Study material START

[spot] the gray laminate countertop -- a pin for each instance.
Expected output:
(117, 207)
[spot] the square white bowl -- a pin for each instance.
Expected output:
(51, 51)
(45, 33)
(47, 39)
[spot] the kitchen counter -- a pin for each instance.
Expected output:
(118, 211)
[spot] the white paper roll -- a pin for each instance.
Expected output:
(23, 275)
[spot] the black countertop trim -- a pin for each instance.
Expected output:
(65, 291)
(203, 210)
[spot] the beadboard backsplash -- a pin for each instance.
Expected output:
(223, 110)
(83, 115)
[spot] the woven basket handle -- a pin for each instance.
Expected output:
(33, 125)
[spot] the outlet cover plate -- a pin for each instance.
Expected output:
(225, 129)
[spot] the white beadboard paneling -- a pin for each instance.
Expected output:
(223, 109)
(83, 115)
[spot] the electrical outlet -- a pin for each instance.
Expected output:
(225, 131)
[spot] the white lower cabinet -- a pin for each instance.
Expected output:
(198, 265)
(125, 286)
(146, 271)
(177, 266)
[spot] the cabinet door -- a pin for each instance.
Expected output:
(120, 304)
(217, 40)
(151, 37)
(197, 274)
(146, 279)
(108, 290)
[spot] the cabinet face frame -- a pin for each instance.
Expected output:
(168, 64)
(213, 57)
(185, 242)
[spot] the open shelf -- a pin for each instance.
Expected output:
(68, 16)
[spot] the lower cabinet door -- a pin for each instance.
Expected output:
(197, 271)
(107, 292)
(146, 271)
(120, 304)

Study material END
Study material START

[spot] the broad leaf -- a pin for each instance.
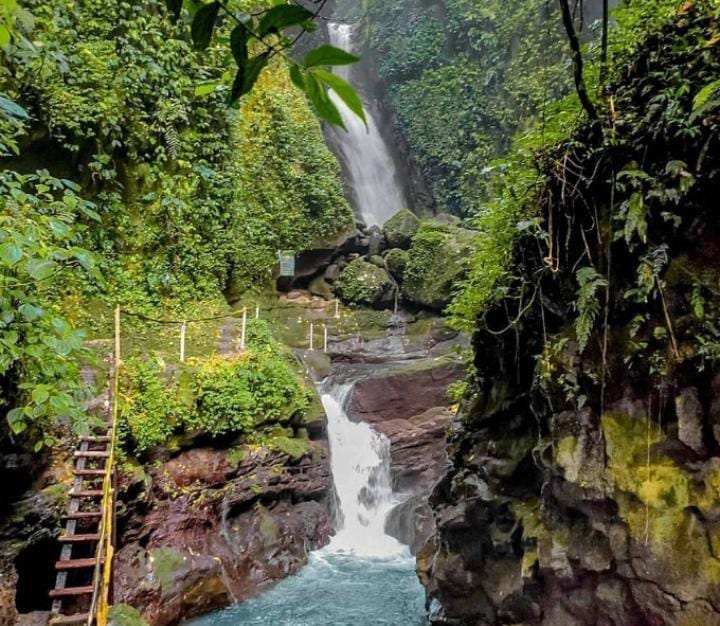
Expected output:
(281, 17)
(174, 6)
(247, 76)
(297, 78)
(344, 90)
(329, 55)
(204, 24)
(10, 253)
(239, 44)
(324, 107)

Study material END

• [Task goal]
Reproduce each line of the records in which the word "door" appears.

• [Solution to the problem]
[spot] the cabinet door -- a pin for each instance.
[spot] the lower cabinet door -- a pin for each instance.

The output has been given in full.